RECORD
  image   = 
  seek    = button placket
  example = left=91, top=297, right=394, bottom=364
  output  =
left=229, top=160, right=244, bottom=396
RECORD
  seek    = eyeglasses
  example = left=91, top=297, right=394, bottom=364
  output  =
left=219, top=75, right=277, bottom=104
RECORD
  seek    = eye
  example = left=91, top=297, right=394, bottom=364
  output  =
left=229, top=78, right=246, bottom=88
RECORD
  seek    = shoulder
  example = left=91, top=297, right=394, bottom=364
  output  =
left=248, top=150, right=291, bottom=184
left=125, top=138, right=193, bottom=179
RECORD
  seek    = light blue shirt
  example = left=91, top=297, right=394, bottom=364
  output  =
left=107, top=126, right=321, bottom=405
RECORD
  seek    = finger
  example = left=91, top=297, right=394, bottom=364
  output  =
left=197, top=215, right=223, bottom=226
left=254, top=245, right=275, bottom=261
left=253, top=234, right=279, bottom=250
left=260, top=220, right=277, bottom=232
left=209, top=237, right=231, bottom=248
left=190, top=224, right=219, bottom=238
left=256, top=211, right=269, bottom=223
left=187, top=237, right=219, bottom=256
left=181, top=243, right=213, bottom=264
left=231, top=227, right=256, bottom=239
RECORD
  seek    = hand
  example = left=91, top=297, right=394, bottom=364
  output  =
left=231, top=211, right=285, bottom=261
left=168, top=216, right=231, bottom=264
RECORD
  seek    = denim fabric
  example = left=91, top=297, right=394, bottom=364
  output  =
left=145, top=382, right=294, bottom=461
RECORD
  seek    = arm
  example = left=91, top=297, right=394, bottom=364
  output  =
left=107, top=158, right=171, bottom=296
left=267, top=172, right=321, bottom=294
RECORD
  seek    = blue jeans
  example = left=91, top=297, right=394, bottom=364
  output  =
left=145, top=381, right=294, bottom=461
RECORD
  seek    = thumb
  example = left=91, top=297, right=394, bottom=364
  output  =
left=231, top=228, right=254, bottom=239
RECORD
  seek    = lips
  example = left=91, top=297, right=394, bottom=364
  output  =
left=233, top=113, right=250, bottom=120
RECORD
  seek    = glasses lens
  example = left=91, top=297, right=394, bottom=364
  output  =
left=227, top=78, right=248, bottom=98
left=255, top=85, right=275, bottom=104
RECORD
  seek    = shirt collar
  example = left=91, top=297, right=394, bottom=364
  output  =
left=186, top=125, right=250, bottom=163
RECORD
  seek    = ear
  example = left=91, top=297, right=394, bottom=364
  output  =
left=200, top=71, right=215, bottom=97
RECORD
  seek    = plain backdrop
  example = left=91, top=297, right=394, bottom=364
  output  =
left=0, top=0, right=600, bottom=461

────────

Your goal: Report every line in the rows above that contains the string "blue", copying each one in full. Letter case counts.

Final result:
  seek    = light blue shirt
  seek    = blue jeans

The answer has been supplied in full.